* RECORDS SUPPLIED *

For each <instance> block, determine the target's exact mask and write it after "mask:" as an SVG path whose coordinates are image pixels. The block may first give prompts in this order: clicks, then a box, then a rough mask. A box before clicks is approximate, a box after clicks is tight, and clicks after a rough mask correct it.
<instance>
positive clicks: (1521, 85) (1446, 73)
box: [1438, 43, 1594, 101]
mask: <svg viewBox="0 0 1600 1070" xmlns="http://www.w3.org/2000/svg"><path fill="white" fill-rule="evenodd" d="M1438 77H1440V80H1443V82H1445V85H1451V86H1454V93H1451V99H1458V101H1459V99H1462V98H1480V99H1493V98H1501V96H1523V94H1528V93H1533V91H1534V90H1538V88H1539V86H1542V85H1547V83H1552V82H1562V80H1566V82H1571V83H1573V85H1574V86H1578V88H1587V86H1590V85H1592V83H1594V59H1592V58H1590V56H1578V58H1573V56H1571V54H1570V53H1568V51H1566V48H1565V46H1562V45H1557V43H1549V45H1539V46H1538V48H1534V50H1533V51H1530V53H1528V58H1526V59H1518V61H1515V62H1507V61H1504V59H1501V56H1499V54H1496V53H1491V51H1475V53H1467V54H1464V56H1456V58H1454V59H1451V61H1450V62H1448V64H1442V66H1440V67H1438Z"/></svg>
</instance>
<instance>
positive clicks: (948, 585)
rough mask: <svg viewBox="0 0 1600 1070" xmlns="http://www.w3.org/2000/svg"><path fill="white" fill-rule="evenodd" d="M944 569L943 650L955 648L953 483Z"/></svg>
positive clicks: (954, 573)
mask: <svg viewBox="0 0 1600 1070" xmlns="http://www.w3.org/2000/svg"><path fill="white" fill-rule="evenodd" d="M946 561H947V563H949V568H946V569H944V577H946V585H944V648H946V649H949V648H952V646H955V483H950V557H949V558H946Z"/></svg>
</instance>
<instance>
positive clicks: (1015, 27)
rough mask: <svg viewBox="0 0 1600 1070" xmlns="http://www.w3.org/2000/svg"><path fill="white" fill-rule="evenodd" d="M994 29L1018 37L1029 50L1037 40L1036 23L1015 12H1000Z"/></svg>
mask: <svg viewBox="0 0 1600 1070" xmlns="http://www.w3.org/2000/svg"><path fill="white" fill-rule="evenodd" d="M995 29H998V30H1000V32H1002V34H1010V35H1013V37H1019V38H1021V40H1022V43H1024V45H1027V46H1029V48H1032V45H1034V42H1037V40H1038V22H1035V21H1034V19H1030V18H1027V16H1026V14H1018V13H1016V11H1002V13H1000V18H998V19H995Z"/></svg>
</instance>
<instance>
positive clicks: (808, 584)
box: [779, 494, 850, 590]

* ACTIVITY *
Up to and including the line with "positive clicks: (1521, 85) (1446, 73)", repeat the entries exactly, beginning at their first line.

* REPLY *
For each <instance> block, determine the target's exact mask and write it after "mask:" as an SVG path whose coordinates are image pixels. The block may first give prompts in this order: clicks, then a box, then a rough mask. A box before clicks is approximate, a box after clicks is tight, and clicks after a rough mask correct it.
<instance>
positive clicks: (1521, 85) (1446, 73)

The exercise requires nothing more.